Challenge: List every line in the records below that contains the word "parking", reproducing each line in full. Treat uppercase and lowercase letters as distinct when matching.
-------- Data section --------
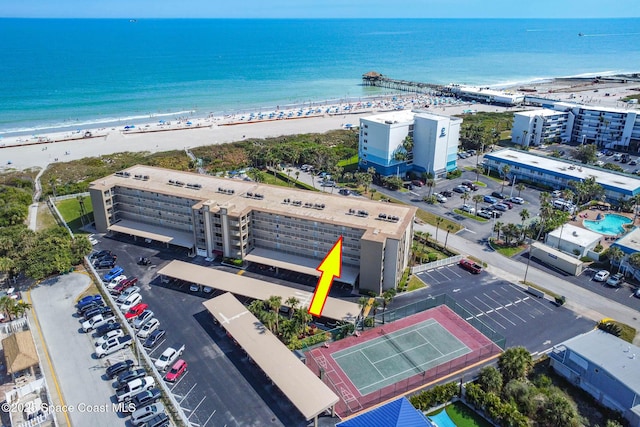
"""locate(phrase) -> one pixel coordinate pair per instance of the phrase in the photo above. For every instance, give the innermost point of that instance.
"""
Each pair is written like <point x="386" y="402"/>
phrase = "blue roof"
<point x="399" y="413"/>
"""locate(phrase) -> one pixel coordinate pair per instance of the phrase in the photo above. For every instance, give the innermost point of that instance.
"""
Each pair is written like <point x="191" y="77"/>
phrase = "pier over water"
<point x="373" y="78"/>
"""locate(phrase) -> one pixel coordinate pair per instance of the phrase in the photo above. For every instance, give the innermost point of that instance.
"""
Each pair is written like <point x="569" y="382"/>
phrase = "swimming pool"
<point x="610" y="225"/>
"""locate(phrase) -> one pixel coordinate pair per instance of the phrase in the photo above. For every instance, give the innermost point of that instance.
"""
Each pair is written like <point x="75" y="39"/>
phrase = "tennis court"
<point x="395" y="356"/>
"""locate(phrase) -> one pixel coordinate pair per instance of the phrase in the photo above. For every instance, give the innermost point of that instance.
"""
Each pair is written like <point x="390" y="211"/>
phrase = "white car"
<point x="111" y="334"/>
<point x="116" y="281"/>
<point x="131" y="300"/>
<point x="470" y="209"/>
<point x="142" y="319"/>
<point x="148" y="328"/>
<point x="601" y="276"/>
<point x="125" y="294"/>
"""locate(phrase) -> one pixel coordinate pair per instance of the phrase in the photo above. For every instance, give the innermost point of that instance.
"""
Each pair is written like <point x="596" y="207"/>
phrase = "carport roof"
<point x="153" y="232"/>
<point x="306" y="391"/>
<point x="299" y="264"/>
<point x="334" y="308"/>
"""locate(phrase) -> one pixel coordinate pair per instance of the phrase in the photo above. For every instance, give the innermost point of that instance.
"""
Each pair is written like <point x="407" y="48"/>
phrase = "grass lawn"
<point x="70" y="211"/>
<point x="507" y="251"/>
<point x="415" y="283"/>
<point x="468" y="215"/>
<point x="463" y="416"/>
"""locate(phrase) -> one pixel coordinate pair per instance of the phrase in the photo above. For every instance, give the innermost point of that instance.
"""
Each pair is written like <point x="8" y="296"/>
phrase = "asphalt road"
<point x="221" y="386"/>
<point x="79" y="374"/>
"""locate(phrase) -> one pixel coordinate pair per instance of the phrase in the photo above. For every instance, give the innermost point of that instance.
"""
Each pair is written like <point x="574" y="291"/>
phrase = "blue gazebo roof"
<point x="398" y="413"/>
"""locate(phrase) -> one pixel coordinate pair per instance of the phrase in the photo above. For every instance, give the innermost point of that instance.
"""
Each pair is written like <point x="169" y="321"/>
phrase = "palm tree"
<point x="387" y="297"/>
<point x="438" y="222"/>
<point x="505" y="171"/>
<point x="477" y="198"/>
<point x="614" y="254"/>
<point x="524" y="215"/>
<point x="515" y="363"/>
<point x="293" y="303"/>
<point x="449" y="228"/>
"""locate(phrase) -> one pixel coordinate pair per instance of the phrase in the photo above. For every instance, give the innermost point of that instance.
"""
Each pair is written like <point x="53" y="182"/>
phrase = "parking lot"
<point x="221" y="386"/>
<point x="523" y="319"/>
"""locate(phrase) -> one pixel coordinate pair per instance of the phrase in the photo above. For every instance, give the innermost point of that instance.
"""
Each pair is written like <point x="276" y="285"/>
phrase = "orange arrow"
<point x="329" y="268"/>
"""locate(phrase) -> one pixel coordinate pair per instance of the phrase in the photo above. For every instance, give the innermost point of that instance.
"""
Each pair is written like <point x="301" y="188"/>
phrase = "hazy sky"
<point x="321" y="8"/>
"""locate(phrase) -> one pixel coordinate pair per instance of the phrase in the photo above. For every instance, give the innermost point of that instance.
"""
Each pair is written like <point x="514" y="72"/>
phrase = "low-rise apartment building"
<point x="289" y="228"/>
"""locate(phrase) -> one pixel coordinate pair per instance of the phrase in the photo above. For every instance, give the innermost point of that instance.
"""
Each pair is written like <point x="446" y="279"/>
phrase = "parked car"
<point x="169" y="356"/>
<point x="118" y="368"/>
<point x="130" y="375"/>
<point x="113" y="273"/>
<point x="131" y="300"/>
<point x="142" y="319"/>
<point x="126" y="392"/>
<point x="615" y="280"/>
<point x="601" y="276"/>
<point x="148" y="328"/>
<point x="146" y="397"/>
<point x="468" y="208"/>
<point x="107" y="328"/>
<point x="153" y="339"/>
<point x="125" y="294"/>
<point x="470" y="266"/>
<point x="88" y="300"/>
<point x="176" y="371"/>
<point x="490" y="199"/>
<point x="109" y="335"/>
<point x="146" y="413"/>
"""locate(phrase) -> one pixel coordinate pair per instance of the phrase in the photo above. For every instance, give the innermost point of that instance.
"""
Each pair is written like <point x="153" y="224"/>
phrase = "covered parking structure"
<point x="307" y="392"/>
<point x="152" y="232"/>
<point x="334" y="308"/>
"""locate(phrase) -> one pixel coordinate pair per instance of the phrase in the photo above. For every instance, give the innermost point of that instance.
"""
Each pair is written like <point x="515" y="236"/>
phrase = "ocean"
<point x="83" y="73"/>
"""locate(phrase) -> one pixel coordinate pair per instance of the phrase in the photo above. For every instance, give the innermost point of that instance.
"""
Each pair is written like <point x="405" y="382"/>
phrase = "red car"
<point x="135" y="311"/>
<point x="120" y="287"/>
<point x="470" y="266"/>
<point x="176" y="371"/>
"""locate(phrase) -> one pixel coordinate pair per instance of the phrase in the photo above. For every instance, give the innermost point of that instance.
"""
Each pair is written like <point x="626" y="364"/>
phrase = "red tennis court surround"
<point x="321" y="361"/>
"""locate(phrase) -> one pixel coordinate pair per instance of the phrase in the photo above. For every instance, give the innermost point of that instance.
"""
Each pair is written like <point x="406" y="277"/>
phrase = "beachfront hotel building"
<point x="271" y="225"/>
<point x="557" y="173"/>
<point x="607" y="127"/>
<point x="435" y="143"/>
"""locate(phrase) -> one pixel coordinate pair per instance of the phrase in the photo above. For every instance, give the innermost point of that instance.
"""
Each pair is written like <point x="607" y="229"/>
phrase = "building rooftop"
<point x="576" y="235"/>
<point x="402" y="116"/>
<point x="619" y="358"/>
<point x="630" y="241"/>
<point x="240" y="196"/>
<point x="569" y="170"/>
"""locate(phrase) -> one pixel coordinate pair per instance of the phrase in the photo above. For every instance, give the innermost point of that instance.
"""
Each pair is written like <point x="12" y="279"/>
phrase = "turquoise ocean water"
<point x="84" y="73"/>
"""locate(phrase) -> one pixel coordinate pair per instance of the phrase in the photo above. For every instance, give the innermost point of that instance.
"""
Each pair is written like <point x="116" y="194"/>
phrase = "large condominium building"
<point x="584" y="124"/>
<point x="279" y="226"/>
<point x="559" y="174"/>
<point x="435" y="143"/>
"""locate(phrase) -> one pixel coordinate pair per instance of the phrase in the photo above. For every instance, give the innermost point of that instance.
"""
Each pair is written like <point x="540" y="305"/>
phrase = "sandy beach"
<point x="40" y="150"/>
--------
Output for this exercise:
phrase = "parking lot"
phrase = "covered parking structure"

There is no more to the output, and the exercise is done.